Image object location entries:
§
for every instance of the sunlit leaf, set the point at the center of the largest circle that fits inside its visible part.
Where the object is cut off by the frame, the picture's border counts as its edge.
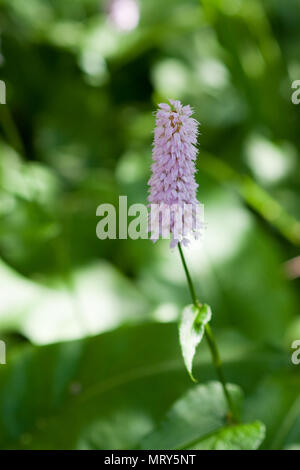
(191, 331)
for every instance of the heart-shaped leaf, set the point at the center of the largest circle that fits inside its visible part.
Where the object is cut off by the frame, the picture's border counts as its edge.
(198, 420)
(191, 331)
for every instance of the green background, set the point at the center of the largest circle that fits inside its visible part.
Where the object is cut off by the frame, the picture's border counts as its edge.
(93, 359)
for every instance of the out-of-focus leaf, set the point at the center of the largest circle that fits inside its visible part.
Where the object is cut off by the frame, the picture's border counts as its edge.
(191, 331)
(238, 437)
(80, 394)
(198, 420)
(98, 298)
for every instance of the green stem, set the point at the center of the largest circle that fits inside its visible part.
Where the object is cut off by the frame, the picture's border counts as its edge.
(216, 358)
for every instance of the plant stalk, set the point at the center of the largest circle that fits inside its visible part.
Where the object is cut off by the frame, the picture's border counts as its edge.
(216, 358)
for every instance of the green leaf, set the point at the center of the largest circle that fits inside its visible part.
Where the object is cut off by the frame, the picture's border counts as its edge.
(109, 391)
(198, 420)
(191, 331)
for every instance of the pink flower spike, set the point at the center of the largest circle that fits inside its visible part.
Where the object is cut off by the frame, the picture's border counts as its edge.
(172, 184)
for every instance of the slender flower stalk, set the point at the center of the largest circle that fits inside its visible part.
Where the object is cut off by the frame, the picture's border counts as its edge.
(211, 342)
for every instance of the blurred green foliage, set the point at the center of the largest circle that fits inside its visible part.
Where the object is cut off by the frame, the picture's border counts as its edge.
(77, 132)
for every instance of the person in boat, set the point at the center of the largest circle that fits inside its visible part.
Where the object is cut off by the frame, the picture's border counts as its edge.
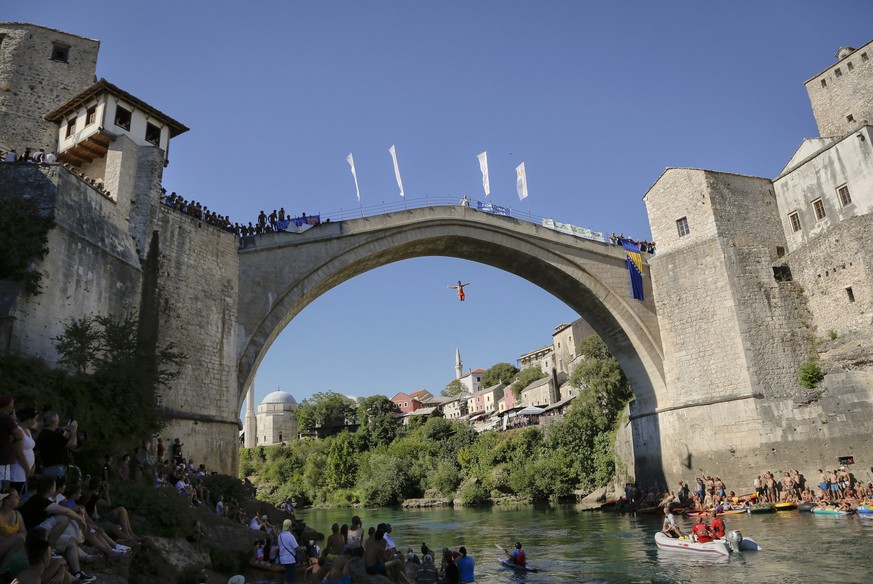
(717, 526)
(466, 567)
(518, 556)
(670, 529)
(701, 531)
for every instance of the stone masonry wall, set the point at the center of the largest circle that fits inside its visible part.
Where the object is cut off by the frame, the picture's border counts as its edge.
(32, 84)
(849, 93)
(91, 268)
(197, 295)
(827, 267)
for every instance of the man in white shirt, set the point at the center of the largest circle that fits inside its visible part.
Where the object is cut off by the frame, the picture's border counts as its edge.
(389, 541)
(670, 528)
(287, 552)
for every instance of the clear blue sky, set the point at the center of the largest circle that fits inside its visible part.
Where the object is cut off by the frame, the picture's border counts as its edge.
(596, 98)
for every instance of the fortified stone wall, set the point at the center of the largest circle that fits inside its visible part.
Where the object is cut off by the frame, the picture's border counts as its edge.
(842, 90)
(845, 163)
(693, 298)
(197, 310)
(91, 269)
(32, 83)
(733, 336)
(836, 273)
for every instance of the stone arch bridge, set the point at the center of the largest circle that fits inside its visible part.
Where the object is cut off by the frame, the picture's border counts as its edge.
(281, 273)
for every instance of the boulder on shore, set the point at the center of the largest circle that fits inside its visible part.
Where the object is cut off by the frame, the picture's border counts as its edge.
(423, 503)
(594, 499)
(162, 559)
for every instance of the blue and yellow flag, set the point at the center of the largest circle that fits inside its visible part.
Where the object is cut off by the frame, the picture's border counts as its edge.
(634, 267)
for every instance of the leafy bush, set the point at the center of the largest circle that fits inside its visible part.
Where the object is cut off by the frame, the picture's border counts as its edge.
(445, 478)
(384, 481)
(165, 512)
(474, 494)
(342, 498)
(810, 374)
(23, 239)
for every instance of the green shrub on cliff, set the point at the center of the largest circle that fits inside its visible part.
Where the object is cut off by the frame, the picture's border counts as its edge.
(810, 374)
(23, 238)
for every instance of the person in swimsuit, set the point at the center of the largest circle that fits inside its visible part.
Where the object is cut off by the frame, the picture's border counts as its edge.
(670, 528)
(701, 531)
(356, 534)
(339, 572)
(336, 543)
(460, 288)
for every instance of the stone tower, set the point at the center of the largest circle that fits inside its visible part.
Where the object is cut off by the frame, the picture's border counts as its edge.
(251, 423)
(459, 370)
(40, 69)
(842, 95)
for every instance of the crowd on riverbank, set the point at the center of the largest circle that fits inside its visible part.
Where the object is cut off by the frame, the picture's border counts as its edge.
(836, 487)
(352, 550)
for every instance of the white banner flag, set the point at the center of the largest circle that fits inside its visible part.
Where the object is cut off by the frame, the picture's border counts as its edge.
(351, 162)
(393, 153)
(521, 182)
(483, 166)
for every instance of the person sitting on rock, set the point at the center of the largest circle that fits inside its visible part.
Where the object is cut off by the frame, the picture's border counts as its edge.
(98, 506)
(65, 525)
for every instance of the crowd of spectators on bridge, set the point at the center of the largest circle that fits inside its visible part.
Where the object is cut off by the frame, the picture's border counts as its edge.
(263, 223)
(645, 246)
(40, 157)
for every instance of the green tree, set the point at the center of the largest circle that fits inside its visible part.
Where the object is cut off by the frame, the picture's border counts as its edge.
(524, 378)
(600, 371)
(325, 410)
(377, 418)
(453, 388)
(79, 344)
(384, 480)
(499, 373)
(342, 467)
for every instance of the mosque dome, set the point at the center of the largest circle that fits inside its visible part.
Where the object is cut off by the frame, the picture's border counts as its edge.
(279, 397)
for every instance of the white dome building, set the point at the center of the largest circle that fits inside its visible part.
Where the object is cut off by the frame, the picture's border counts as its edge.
(276, 422)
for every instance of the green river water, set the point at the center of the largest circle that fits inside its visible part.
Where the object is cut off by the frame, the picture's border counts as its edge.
(572, 546)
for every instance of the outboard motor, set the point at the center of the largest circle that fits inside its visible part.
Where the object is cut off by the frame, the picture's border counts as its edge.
(735, 538)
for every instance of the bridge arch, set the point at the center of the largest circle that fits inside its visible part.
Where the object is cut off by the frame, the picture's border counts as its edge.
(282, 273)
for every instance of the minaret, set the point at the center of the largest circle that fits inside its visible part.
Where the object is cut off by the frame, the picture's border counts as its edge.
(458, 369)
(251, 425)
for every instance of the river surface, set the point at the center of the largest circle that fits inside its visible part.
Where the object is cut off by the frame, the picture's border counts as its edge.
(572, 546)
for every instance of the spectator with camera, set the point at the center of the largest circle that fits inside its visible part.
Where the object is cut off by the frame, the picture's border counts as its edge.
(54, 444)
(10, 436)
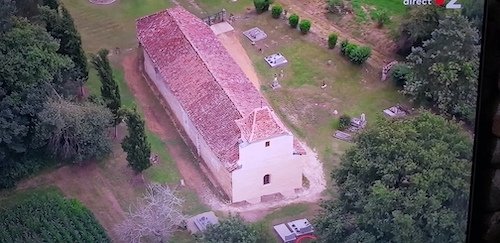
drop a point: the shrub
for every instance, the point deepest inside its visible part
(261, 5)
(305, 26)
(332, 40)
(381, 17)
(49, 217)
(343, 46)
(356, 54)
(344, 122)
(359, 55)
(293, 20)
(400, 74)
(335, 6)
(276, 11)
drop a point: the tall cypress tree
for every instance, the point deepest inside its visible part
(60, 25)
(109, 90)
(135, 143)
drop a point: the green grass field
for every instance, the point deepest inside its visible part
(111, 25)
(301, 103)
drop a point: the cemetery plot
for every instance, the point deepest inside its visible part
(255, 34)
(396, 111)
(276, 60)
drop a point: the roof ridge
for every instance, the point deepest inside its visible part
(205, 63)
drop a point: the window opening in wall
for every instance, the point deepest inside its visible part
(267, 179)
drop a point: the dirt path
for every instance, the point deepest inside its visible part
(323, 27)
(159, 122)
(238, 53)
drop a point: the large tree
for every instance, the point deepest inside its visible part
(230, 230)
(403, 181)
(109, 88)
(60, 25)
(28, 64)
(135, 144)
(417, 26)
(156, 217)
(445, 68)
(77, 131)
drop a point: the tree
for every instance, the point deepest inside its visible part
(157, 216)
(7, 10)
(78, 131)
(404, 181)
(135, 144)
(332, 40)
(445, 69)
(60, 25)
(230, 230)
(474, 11)
(293, 20)
(276, 11)
(262, 5)
(400, 74)
(417, 26)
(109, 88)
(305, 26)
(28, 64)
(381, 17)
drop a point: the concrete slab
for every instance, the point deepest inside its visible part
(221, 28)
(255, 34)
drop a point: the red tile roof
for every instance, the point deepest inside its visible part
(206, 81)
(260, 124)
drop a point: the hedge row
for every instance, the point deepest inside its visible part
(50, 218)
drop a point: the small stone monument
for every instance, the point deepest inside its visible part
(275, 84)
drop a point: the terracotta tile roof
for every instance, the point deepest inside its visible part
(260, 124)
(207, 82)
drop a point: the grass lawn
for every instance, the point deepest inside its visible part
(303, 105)
(283, 215)
(111, 25)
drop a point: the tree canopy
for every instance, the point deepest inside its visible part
(229, 230)
(77, 131)
(445, 68)
(109, 90)
(403, 181)
(135, 144)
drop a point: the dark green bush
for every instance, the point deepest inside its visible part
(305, 26)
(344, 122)
(343, 46)
(400, 74)
(359, 55)
(262, 5)
(332, 40)
(356, 54)
(276, 11)
(381, 17)
(293, 20)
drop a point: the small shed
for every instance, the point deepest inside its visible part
(201, 221)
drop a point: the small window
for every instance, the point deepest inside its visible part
(267, 179)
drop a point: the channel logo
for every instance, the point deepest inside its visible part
(452, 4)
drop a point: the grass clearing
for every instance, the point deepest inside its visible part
(301, 103)
(110, 26)
(283, 215)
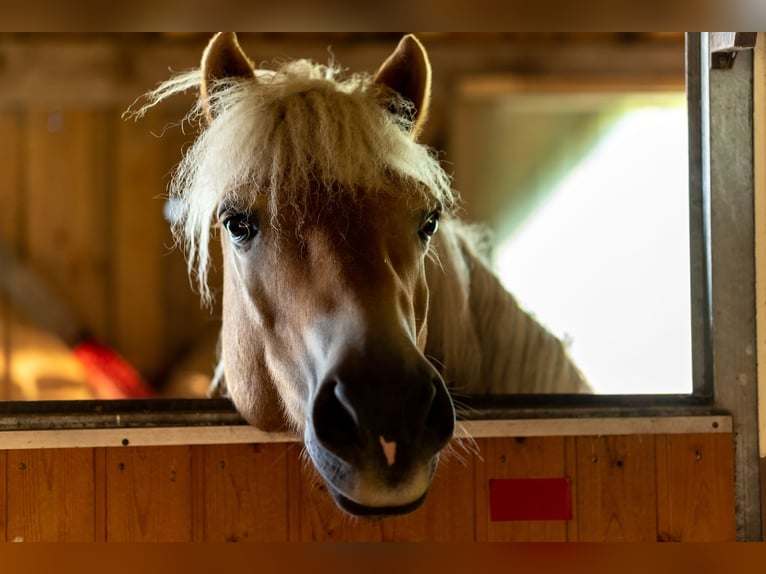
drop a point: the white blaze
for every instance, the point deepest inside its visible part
(389, 450)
§
• **WRITTEN INSTRUCTION**: Reproduce the lines of the records verbatim, starting at the line that contains "drop a point: the small shed" and continuing through the end of the records, with both ends included. Leave the pictures out of your answer.

• **RESULT**:
drop a point: the small shed
for every instance, the point deepest inside its visible part
(201, 221)
drop a point: the small window
for every instance, the point deepest inside its visible part
(267, 179)
drop a point: the channel logo
for every instance, the point deepest inside its visible part
(452, 4)
drop a point: the grass clearing
for every instance, the point deepest inside its visible part
(301, 103)
(110, 26)
(283, 215)
drop a point: the white blaze
for every instance, the point deepest inside its visible part
(389, 450)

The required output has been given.